**** RECORD SET
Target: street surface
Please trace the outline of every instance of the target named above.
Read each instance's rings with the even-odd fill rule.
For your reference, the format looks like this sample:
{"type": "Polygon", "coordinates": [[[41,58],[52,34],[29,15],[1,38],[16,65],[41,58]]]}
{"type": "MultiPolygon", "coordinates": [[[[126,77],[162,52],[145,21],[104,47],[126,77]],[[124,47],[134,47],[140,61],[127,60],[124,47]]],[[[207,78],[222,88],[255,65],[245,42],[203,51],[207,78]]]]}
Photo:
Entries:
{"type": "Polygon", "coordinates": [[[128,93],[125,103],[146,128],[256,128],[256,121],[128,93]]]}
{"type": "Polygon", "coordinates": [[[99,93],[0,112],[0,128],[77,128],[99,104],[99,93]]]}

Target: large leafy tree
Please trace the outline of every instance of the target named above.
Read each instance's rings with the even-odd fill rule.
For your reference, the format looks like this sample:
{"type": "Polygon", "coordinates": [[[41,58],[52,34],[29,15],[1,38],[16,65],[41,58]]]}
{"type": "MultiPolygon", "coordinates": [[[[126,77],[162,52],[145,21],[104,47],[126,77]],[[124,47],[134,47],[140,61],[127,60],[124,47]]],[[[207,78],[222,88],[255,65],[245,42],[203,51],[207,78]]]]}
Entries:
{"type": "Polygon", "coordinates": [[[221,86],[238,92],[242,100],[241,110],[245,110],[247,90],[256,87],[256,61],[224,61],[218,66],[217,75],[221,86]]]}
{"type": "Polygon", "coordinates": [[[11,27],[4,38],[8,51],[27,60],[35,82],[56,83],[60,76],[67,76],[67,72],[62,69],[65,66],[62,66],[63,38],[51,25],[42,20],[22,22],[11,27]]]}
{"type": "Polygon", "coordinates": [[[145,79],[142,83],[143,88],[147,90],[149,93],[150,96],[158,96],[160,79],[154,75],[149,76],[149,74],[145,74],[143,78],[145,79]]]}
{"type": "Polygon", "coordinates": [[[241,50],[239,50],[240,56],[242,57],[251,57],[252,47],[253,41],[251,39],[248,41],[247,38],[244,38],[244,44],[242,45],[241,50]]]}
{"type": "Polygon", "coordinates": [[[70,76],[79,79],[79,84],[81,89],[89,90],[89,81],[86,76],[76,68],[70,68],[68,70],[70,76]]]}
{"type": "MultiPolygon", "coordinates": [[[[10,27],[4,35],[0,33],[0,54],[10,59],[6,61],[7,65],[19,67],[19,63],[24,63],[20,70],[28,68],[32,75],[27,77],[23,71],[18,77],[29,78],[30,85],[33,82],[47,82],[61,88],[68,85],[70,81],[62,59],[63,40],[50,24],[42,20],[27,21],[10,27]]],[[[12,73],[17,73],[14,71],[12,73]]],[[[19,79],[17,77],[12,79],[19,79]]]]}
********
*REQUIRED WORK*
Rewrite the lines running from the one containing "Target: large leafy tree" through the end of the records, substituting "contour" for "outline" and keeping everything else the same.

*RESULT OF THE EXERCISE*
Target: large leafy tree
Please trace the contour of every instance of the target named above.
Read each instance's rings with the even-odd fill rule.
For your reference, the format looks like this sample:
{"type": "Polygon", "coordinates": [[[41,58],[52,34],[29,15],[1,38],[16,65],[41,58]]]}
{"type": "MultiPolygon", "coordinates": [[[[126,77],[162,52],[145,21],[104,47],[126,77]],[[124,47],[134,47],[140,61],[127,60],[124,47]]],[[[207,78],[222,88],[255,65],[245,42],[203,51],[207,78]]]]}
Entries:
{"type": "Polygon", "coordinates": [[[221,86],[238,92],[242,100],[241,110],[245,110],[247,90],[256,87],[256,61],[224,61],[218,66],[217,75],[221,86]]]}
{"type": "Polygon", "coordinates": [[[11,27],[4,38],[8,51],[27,60],[35,82],[56,83],[60,76],[67,76],[67,72],[62,69],[65,66],[62,66],[63,38],[51,25],[42,20],[22,22],[11,27]]]}
{"type": "Polygon", "coordinates": [[[145,79],[142,83],[143,88],[147,90],[149,93],[150,96],[158,96],[160,79],[154,75],[149,76],[149,74],[145,74],[143,78],[145,79]]]}
{"type": "Polygon", "coordinates": [[[241,50],[239,50],[240,56],[242,57],[251,57],[252,47],[253,41],[251,39],[248,41],[247,38],[244,38],[244,44],[242,45],[241,50]]]}
{"type": "Polygon", "coordinates": [[[70,76],[79,79],[79,84],[81,89],[89,90],[89,81],[86,76],[76,68],[70,68],[68,70],[70,76]]]}
{"type": "MultiPolygon", "coordinates": [[[[10,27],[4,35],[0,33],[0,54],[10,59],[6,61],[7,65],[19,67],[19,63],[24,63],[20,70],[28,68],[32,75],[27,77],[23,71],[18,77],[29,78],[30,85],[33,82],[47,82],[61,88],[68,85],[70,81],[62,59],[63,40],[50,24],[42,20],[27,21],[10,27]]],[[[12,73],[17,73],[14,71],[12,73]]],[[[19,79],[17,77],[12,79],[19,79]]]]}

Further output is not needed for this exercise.